Dataset rows:

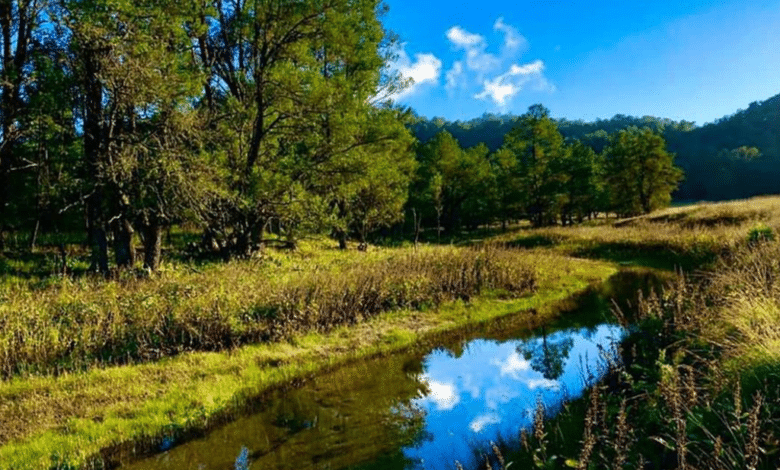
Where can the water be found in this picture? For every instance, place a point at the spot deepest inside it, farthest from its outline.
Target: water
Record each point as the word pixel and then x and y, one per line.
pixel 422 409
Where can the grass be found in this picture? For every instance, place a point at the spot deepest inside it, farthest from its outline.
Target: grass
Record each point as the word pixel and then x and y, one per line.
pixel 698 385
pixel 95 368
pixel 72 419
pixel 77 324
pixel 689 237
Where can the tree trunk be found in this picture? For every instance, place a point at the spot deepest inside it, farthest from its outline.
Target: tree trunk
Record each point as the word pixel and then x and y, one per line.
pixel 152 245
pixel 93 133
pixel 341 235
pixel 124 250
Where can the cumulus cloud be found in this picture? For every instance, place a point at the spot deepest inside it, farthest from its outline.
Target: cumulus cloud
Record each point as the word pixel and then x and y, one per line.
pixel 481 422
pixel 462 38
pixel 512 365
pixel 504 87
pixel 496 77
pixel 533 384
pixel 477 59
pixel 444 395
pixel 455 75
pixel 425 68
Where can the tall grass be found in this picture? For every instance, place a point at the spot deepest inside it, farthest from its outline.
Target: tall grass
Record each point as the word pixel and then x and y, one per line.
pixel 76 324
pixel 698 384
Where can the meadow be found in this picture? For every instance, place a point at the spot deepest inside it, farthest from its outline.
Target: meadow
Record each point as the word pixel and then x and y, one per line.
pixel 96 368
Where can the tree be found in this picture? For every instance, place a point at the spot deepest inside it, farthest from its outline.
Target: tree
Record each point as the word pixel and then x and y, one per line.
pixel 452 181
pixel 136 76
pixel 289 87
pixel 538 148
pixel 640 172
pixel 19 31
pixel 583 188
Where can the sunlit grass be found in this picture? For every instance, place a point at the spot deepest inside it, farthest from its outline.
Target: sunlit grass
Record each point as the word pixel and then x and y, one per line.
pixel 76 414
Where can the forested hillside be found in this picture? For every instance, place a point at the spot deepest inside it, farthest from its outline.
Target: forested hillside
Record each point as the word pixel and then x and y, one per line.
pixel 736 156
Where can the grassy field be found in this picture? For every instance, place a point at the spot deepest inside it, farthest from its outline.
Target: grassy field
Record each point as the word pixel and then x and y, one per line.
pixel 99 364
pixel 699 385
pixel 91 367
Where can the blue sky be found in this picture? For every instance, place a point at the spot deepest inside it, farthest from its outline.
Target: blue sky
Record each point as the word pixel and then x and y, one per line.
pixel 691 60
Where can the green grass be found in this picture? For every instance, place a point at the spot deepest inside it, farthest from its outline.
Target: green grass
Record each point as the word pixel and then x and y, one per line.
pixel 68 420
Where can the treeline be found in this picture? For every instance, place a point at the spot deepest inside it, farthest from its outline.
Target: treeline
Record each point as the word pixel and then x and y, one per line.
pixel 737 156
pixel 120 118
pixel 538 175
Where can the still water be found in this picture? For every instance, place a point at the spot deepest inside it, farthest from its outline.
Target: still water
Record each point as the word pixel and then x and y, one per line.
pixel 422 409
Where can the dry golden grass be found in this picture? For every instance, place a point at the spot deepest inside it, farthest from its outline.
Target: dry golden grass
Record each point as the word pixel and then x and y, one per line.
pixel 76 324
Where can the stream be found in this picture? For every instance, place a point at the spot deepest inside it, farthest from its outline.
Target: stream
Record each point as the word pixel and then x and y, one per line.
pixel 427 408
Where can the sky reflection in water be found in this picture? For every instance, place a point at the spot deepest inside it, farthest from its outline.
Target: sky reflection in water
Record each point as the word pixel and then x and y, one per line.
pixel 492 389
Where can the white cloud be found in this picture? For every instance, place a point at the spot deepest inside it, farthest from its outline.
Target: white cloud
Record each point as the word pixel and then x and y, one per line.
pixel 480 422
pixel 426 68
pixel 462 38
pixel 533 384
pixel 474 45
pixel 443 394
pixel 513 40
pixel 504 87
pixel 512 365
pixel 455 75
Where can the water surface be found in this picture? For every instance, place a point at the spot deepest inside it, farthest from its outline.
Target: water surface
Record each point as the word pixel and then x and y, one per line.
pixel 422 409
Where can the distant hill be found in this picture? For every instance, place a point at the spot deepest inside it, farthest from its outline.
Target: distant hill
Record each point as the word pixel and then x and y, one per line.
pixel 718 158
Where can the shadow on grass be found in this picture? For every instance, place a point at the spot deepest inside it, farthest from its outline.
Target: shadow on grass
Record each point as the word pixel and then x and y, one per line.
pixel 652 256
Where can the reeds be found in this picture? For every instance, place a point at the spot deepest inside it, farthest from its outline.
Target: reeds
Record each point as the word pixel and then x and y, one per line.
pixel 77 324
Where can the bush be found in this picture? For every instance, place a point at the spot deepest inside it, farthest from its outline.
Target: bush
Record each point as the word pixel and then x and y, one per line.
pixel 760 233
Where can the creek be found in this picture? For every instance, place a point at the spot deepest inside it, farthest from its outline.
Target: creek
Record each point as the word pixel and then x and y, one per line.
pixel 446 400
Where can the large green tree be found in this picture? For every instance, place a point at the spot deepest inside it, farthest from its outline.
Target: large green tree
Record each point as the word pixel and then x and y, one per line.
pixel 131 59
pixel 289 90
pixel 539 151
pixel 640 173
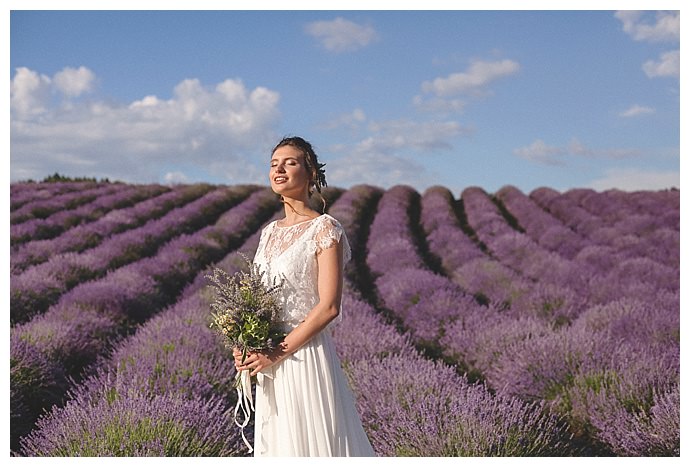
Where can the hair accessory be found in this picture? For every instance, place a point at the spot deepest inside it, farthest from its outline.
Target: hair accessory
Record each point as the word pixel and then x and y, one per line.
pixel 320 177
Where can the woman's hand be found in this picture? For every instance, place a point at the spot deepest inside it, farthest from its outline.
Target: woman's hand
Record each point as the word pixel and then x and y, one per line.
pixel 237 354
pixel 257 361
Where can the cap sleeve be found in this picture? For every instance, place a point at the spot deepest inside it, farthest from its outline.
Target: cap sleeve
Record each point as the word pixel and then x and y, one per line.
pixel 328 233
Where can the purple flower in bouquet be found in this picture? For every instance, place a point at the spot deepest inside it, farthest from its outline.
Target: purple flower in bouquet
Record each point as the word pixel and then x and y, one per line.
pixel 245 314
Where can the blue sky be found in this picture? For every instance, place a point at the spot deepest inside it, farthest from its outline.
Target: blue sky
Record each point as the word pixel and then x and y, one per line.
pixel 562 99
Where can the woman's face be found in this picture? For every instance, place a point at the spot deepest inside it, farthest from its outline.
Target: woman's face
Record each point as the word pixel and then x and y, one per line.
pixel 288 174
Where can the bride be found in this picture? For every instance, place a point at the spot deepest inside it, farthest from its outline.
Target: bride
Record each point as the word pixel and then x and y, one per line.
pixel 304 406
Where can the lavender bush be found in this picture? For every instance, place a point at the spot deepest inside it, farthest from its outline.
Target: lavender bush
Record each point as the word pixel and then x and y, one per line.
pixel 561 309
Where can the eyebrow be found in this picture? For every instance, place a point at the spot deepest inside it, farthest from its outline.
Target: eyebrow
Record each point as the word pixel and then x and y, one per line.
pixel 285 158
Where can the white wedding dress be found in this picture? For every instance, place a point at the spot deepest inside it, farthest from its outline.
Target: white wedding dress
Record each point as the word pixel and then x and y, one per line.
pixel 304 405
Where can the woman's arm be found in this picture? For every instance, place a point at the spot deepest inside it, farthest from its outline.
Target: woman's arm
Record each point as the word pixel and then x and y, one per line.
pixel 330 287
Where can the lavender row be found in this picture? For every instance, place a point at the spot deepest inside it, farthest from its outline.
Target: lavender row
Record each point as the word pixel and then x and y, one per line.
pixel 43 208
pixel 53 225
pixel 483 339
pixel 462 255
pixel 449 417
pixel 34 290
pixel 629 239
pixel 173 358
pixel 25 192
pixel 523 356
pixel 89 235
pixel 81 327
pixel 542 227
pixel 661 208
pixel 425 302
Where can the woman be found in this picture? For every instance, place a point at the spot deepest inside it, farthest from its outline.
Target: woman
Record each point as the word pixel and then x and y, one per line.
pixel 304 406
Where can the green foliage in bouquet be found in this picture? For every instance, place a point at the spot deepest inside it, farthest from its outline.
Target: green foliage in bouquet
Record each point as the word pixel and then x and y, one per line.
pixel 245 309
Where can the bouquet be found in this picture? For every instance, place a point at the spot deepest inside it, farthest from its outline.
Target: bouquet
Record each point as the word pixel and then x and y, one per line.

TASK INSTRUCTIONS
Please rewrite every line of the records starting at the line containing "Where can the water surface" and ending at the line containing "pixel 718 158", keeping all text and shifting each coordinate in the answers up by 63.

ANSWER TO THIS PROBLEM
Where can the water surface be found in this picture? For every instance, place a point at the spot deepest inside it, farthest from its outline.
Target: water surface
Record each point as the word pixel and then x and y, one per line.
pixel 485 472
Where can the distant hill be found in this picture? For every instance, place a point at the spot deepest inside it, farthest from its outline.
Target: distant hill
Record each point as the word pixel and then x and y, one per line.
pixel 781 221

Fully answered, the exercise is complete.